Le 3 octobre prochain, à Mulhouse, le procès en appel de militants solidaires de la cause palestinienne devra dire si le fait de dénoncer l’occupation de la Palestine et d’appeler au boycott des produits d’une économie basée sur la colonisation constitue un délit. En décembre 2011, les militants acquittés déclaraient à la presse que la liberté d’expression avait gagné. Quant à lui, leur avocat affirmait que ce jugement créait un précédent en faveur des militants de la campagne. Le mal nommé « Bureau National de Vigilance contre l’Antisémitisme » avait fait appel de la décision. Les cercles pro-israéliens faisant pression sur le législateur dans de nombreux pays occidentaux pour systématiser les poursuites à l’encontre de quiconque soutient la campagne de BDS (Boycott, Désinvestissements, Sanctions) à l’égard d’Israël, la confirmation de ce jugement leur offrirait un sérieux revers.

#####

ÉNONCÉ A:
Dans les entrées, reprenez la partie qui s'ouvre sur la ligne contenant « white curtain --bbox » et se ferme sur la ligne contenant « 406,212 -> 546,536 », en remplaçant « Sample output » par « Exemple de sortie » et en laissant tout le reste tel quel.

ENTRÉES AFFICHÉES:

#####

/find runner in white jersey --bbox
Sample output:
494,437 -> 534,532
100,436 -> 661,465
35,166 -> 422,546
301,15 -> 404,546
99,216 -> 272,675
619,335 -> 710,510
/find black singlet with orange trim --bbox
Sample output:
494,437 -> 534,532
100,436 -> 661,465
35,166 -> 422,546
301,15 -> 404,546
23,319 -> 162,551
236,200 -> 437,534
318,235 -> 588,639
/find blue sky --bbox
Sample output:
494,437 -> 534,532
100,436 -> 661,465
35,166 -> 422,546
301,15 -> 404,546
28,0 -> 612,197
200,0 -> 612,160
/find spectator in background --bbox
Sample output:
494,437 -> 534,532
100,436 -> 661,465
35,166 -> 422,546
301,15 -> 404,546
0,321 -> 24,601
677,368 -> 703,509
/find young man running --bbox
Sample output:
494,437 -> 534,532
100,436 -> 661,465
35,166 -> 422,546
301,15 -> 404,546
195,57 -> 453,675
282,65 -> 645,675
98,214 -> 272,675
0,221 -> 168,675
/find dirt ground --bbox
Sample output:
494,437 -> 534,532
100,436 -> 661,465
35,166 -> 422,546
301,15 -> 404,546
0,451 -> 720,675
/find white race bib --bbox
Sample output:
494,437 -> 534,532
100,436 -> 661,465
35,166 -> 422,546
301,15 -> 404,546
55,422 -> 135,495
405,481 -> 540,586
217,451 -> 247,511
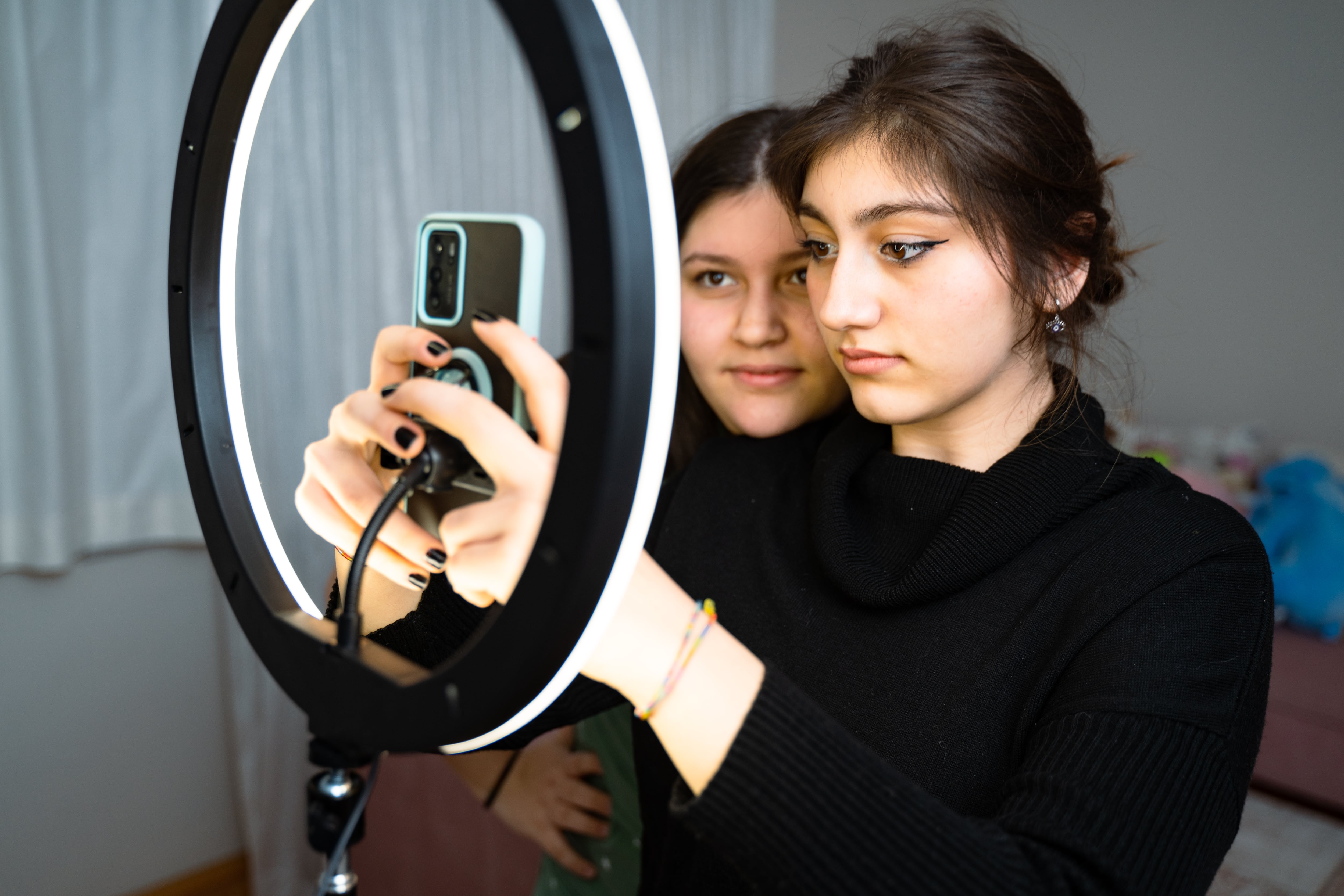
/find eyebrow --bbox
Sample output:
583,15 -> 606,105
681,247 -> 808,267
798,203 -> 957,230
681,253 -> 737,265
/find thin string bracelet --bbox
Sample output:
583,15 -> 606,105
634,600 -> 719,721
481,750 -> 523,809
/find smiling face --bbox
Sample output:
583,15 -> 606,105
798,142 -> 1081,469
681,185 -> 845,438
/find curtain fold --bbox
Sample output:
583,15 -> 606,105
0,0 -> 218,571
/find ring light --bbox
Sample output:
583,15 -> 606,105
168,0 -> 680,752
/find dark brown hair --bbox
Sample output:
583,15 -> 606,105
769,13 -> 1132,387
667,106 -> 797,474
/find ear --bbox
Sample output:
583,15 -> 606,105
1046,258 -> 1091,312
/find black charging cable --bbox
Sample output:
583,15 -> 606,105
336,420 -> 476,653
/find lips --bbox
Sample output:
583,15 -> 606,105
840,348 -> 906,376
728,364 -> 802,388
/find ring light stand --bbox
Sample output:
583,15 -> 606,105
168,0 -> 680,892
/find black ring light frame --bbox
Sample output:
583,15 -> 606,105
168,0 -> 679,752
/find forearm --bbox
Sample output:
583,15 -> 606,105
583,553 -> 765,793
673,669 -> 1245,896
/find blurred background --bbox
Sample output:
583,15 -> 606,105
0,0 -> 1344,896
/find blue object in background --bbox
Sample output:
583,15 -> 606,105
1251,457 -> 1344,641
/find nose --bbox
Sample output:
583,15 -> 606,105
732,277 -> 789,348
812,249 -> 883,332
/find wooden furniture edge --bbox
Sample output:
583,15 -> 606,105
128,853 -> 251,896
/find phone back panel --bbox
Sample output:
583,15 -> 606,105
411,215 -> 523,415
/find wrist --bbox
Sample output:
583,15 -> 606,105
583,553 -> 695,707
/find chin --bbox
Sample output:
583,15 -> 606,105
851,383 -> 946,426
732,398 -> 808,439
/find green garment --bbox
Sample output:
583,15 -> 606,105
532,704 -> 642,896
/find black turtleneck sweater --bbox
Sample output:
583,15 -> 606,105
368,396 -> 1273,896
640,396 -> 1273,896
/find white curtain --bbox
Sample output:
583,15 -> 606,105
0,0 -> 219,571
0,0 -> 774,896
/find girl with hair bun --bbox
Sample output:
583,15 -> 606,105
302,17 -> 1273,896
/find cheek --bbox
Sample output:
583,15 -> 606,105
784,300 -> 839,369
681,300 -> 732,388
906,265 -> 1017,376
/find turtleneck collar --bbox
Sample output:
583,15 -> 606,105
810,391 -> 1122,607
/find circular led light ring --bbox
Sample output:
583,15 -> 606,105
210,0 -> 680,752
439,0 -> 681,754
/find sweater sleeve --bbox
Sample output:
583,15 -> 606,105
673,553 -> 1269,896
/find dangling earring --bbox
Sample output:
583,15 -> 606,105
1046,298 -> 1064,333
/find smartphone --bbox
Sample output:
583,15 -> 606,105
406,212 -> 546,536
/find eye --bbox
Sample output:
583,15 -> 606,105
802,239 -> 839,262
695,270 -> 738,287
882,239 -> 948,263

#####

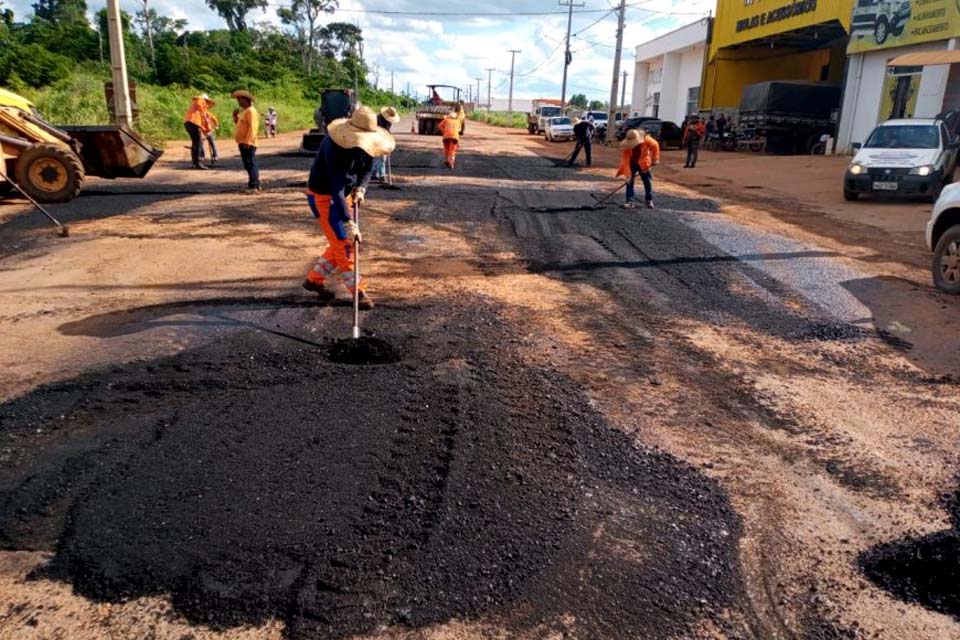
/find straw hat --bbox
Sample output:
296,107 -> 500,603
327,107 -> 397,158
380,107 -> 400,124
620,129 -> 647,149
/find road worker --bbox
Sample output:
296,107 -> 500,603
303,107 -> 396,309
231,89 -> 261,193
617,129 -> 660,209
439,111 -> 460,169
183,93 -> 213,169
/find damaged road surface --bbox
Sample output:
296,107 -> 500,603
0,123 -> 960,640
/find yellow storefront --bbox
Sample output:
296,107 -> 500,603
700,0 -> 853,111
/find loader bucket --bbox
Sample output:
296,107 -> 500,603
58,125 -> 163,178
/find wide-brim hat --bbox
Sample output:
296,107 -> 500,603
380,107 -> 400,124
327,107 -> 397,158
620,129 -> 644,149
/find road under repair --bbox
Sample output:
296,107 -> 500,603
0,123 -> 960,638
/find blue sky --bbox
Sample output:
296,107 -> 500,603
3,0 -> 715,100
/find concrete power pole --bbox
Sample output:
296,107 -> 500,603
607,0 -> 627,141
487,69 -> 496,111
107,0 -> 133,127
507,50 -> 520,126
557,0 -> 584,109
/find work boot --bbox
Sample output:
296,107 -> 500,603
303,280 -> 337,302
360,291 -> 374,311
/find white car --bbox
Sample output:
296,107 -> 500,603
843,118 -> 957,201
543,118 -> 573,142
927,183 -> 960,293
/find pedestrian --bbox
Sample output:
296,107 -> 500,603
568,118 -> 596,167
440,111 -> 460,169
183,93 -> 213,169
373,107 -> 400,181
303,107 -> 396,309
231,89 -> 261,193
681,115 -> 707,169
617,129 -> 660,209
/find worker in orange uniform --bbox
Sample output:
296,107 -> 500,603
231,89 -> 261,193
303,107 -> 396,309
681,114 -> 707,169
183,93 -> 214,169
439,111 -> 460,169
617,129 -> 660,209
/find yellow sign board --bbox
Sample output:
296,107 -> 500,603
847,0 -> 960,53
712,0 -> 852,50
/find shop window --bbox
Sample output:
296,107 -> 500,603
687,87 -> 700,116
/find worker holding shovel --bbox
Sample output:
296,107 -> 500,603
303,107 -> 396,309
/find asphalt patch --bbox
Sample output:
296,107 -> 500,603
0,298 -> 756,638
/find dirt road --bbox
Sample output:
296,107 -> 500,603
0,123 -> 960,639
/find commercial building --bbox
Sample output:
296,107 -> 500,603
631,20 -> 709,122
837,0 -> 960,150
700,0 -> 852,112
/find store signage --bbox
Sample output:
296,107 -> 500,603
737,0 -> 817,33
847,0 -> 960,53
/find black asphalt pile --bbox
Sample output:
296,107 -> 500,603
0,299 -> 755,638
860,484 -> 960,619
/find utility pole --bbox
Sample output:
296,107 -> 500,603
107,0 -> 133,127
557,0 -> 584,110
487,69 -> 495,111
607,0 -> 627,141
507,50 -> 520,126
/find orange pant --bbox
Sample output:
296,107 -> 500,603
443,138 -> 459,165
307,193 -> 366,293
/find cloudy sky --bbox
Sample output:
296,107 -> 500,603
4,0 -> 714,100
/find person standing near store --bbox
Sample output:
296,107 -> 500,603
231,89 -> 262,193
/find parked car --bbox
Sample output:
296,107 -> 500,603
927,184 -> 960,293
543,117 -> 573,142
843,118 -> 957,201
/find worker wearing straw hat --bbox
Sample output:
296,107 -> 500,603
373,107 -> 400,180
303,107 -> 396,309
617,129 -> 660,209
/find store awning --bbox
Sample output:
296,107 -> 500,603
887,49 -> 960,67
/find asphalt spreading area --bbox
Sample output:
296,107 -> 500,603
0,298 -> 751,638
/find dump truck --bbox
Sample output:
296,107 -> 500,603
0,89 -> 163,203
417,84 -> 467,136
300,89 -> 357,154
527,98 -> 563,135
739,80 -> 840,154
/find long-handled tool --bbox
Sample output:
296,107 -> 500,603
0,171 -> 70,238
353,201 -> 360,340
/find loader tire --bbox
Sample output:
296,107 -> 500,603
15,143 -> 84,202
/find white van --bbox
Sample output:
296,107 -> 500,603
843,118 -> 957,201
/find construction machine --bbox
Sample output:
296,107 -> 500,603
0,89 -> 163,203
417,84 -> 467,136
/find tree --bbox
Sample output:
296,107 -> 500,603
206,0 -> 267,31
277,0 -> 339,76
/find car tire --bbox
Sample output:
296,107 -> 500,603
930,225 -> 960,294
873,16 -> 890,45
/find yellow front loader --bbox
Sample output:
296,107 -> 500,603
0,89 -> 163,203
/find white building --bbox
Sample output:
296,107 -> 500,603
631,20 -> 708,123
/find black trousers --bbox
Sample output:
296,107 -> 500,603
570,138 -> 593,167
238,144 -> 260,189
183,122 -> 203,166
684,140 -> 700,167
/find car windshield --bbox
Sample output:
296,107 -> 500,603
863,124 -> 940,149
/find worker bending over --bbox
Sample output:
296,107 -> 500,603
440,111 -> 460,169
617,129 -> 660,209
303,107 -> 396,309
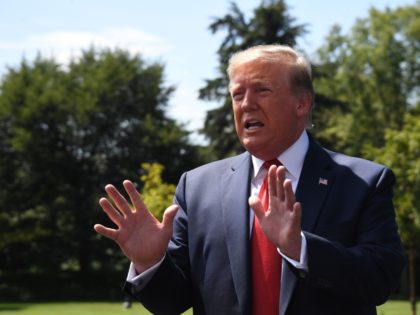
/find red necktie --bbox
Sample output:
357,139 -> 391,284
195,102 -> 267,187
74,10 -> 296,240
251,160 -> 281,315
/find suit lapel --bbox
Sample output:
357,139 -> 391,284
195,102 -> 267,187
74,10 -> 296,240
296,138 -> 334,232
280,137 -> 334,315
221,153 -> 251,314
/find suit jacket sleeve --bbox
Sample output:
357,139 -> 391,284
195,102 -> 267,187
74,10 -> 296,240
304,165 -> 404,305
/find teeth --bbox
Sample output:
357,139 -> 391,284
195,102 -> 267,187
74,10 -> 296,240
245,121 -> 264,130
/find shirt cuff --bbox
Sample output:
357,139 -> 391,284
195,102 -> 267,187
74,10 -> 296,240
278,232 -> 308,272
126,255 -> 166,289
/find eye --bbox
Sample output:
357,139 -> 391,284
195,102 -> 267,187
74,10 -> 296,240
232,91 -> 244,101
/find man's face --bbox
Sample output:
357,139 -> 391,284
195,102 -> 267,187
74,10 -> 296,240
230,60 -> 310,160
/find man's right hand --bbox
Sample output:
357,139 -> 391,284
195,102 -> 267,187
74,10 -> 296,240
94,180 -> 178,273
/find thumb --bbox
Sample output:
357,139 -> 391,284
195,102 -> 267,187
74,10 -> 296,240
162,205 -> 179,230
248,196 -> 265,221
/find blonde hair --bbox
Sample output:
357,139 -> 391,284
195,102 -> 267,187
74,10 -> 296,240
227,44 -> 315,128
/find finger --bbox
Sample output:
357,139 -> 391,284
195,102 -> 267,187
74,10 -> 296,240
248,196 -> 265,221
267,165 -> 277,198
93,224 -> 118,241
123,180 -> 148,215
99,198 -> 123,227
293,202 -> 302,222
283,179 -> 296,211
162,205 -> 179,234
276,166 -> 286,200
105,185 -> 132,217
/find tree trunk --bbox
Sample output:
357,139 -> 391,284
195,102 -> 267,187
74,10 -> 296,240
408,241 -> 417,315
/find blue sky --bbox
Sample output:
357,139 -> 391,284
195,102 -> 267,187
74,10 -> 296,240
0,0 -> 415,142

#####

ÉNONCÉ B:
Traduisez en anglais la phrase suivante de l'extrait sur le procès de Mulhouse : « En décembre 2011, les militants acquittés déclaraient à la presse que la liberté d’expression avait gagné. »

RÉPONSE A:
/find white curtain --bbox
Exemple de sortie:
583,15 -> 606,105
0,0 -> 219,571
0,0 -> 774,896
/find girl with hair bun --bbox
Exemple de sortie:
583,15 -> 606,105
302,17 -> 1273,896
/find cheek --bbox
Exemple de sortie:
583,15 -> 606,105
784,300 -> 839,369
681,300 -> 732,388
906,265 -> 1017,376
/find turtleneck collar --bbox
Exemple de sortie:
583,15 -> 606,105
810,391 -> 1122,607
/find circular led light ring --bbox
Exemple de sortie:
583,15 -> 606,105
210,0 -> 680,752
439,0 -> 681,754
/find sweater sleeve --bbox
Exemple de sortie:
583,15 -> 606,105
673,553 -> 1269,896
/find dangling earring --bbox
Exemple de sortie:
583,15 -> 606,105
1046,298 -> 1064,333
/find smartphone --bbox
Exemple de sortie:
583,15 -> 606,105
406,212 -> 546,536

RÉPONSE B:
In December 2011, the acquitted activists told the press that freedom of expression had won.